**SHORT EXERCISE:**
Render every one of the lines below as a Markdown table with two columns, Row and Line, giving each row a number and skipping any blank lines. Leave the pictures out of your answer.

#####

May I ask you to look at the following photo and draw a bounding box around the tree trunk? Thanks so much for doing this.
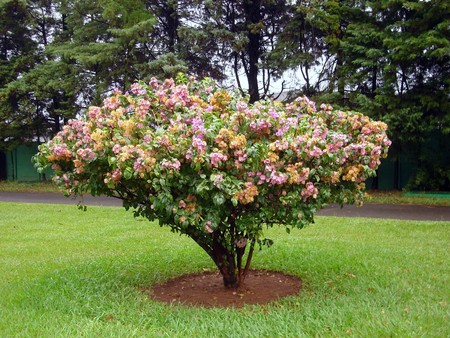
[210,241,240,289]
[185,217,256,289]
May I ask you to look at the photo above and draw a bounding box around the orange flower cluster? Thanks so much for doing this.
[342,164,364,182]
[215,128,235,149]
[230,134,247,149]
[236,182,258,204]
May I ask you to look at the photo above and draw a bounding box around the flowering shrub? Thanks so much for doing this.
[35,75,390,287]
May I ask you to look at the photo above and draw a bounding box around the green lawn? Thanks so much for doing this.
[0,203,450,337]
[0,181,450,206]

#####

**ANSWER TO THE TASK:**
| Row | Line |
|---|---|
| 1 | May I ask you to look at the following photo and draw a bounding box around the tree trunk? Thanks so much for doing this. |
| 2 | [210,241,240,289] |
| 3 | [185,217,256,289] |
| 4 | May I ask you to look at the photo above and draw a bounding box around the orange flower cluster? Thanks so much for doing this. |
| 5 | [342,164,364,182] |
| 6 | [215,128,235,149] |
| 7 | [230,134,247,149] |
| 8 | [236,182,258,204] |
| 9 | May I ask you to look at the photo above and draw a bounding box around the flowering shrub? Thanks so much for doing this. |
| 10 | [35,75,390,287] |
| 11 | May I ask you to look at the photo above and draw a bounding box around the green lawn? Thanks so much for doing this. |
| 12 | [0,203,450,337] |
| 13 | [0,181,450,206] |